> **Your task**: In the data that follows, how many lines include the string "didgeridoo"? Answer with the number alone.
———
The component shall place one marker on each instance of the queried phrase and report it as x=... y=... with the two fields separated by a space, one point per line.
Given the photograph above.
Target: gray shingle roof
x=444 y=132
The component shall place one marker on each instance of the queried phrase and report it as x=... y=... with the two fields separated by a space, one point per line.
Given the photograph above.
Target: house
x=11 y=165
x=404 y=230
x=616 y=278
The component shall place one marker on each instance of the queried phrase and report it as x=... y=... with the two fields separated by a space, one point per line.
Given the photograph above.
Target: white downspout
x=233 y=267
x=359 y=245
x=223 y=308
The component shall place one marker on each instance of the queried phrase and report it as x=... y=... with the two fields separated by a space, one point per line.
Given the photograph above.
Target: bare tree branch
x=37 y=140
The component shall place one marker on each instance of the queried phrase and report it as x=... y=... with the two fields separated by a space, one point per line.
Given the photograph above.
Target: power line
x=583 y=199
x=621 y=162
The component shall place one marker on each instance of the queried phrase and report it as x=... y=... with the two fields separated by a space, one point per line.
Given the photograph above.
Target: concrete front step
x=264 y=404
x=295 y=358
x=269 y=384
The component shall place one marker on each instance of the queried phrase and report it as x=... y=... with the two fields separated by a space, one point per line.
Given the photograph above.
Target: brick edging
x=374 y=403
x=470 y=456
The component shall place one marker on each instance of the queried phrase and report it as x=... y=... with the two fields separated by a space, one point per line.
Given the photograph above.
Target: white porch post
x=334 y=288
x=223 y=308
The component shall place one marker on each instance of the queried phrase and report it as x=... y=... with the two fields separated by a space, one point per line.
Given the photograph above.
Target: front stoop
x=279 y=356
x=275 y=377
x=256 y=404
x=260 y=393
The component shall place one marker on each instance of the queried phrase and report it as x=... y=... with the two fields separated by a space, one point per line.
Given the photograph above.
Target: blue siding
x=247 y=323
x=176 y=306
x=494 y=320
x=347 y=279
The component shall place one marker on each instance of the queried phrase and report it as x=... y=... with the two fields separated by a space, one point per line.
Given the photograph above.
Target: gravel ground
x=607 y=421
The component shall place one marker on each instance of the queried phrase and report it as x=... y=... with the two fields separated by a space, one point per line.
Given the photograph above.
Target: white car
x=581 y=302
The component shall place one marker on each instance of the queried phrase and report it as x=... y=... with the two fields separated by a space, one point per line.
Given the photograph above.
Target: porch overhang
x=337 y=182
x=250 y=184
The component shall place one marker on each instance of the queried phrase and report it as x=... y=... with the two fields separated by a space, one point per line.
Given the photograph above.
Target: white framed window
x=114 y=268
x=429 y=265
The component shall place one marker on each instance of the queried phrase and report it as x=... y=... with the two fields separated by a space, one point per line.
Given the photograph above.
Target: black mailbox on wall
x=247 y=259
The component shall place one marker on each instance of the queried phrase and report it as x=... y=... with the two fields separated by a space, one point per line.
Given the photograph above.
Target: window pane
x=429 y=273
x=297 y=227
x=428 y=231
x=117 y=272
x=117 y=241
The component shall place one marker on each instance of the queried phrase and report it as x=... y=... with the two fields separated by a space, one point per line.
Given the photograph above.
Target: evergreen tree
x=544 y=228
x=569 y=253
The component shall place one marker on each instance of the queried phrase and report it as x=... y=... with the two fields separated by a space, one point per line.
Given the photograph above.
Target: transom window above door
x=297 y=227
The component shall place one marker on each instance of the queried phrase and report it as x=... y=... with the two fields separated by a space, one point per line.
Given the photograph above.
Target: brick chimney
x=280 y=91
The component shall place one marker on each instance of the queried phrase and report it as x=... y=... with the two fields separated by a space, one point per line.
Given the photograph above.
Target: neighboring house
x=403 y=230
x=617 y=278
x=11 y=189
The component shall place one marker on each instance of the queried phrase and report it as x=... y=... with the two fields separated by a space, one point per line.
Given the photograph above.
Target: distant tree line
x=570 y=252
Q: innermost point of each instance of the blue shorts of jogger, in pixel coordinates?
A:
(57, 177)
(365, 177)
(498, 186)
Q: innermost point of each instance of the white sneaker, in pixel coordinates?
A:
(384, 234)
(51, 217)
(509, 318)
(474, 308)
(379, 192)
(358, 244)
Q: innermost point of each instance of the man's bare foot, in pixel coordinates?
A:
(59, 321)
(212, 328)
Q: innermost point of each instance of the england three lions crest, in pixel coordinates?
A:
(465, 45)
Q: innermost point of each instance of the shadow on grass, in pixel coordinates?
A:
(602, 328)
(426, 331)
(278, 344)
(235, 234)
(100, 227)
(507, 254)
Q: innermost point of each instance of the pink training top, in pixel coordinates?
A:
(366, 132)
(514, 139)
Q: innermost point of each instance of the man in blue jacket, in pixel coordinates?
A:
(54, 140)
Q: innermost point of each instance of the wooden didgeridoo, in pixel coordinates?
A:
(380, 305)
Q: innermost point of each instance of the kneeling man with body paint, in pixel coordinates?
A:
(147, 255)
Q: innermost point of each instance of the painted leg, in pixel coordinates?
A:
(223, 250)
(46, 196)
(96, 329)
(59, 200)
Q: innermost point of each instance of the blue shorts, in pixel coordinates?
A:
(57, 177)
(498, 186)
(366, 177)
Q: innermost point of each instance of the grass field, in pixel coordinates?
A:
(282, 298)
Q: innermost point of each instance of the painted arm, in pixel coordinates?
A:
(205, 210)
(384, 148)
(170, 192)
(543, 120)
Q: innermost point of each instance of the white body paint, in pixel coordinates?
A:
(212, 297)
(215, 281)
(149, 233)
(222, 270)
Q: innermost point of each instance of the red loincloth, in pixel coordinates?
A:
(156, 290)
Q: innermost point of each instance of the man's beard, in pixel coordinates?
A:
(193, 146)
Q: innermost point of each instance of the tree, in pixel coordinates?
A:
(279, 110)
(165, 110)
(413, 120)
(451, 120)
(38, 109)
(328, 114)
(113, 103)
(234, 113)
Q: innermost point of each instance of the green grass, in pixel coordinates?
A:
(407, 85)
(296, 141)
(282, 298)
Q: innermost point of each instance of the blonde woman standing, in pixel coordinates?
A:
———
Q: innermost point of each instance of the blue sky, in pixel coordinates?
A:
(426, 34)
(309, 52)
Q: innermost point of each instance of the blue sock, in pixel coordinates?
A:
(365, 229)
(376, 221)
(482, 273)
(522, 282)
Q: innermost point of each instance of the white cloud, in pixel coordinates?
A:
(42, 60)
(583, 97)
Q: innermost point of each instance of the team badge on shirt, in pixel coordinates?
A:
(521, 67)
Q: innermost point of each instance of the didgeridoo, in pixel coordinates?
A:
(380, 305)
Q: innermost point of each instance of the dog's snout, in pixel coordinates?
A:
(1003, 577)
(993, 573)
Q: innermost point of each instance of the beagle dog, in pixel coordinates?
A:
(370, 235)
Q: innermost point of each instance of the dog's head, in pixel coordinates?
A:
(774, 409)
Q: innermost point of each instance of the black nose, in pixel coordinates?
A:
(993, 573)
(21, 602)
———
> **Answer to the problem**: 2